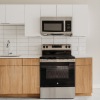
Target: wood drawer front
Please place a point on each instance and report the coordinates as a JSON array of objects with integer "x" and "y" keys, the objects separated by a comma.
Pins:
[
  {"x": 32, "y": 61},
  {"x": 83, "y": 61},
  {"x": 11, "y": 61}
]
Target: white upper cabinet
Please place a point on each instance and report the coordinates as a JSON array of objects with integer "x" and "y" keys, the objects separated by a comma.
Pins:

...

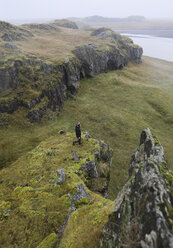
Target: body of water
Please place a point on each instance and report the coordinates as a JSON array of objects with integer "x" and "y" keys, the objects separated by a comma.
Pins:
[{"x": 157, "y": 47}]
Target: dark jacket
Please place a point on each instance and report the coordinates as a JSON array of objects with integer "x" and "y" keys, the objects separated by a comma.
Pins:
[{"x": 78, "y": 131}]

## [Exercise instructions]
Each line above that includes "Target" should be shown.

## [Response for this exercise]
Target: wood drawer front
Target: white upper cabinet
Target: body of water
Target: dark jacket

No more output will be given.